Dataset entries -
════

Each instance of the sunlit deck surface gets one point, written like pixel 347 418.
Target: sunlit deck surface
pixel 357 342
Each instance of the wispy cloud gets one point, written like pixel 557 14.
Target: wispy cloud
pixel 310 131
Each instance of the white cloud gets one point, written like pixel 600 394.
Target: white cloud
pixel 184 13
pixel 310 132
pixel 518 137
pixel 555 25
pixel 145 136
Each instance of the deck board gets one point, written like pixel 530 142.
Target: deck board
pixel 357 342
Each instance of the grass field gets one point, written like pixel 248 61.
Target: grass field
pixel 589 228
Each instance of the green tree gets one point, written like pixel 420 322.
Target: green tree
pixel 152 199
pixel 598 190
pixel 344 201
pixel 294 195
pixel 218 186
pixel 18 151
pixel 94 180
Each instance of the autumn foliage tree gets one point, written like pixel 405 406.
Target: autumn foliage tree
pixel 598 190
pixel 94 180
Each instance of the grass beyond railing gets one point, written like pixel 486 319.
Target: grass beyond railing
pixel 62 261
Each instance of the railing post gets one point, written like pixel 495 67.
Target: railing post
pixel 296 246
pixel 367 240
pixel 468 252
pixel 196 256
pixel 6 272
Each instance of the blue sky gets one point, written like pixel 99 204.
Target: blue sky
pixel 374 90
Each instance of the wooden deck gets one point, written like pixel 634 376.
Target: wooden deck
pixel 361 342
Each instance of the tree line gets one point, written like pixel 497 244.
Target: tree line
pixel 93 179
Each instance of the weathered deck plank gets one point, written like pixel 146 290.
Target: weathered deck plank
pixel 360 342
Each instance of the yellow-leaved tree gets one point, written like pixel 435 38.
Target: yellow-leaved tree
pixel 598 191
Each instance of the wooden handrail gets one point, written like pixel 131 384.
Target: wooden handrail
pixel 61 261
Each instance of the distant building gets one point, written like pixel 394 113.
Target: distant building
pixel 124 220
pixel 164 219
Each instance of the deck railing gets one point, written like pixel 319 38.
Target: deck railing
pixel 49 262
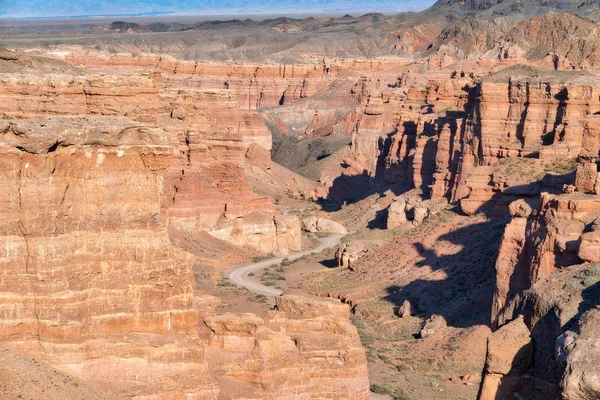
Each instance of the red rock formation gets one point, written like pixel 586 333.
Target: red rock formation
pixel 192 203
pixel 305 348
pixel 91 282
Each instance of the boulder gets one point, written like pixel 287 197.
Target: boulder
pixel 314 224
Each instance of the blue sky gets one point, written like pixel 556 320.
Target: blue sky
pixel 69 8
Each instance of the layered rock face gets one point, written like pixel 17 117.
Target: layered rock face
pixel 304 349
pixel 210 152
pixel 91 282
pixel 549 347
pixel 538 281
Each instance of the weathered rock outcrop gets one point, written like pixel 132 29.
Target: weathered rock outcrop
pixel 316 224
pixel 305 348
pixel 205 184
pixel 545 351
pixel 91 283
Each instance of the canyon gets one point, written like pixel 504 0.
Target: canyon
pixel 455 151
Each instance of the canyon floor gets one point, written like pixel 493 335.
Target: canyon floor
pixel 417 197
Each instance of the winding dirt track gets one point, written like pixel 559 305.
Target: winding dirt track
pixel 240 276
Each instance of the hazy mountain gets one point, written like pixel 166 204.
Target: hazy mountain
pixel 60 8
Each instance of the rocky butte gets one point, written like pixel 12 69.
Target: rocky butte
pixel 456 150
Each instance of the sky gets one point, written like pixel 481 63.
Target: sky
pixel 87 8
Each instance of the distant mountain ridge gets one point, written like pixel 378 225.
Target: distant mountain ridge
pixel 59 8
pixel 523 8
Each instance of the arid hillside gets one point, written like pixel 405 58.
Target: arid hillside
pixel 455 152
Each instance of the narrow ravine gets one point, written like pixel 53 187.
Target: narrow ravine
pixel 240 276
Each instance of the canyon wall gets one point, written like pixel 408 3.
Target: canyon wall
pixel 211 137
pixel 98 169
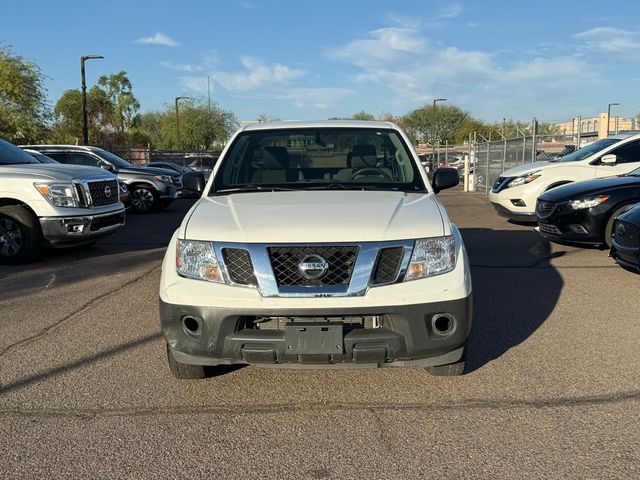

════

Instructions to follow - From the records above, print exactly the lines that run from the line with "pixel 556 320." to the line with "Each instance of the weathered rock", inclusive.

Answer area -
Each instance of the blue sky gets one point, written like pixel 556 320.
Target: blue sky
pixel 69 8
Each instance of the layered rock face gets one point, written like pixel 17 117.
Target: layered rock face
pixel 304 349
pixel 210 152
pixel 91 282
pixel 549 347
pixel 538 281
Each instance of the weathered rock outcrop gets one point, written like pixel 132 29.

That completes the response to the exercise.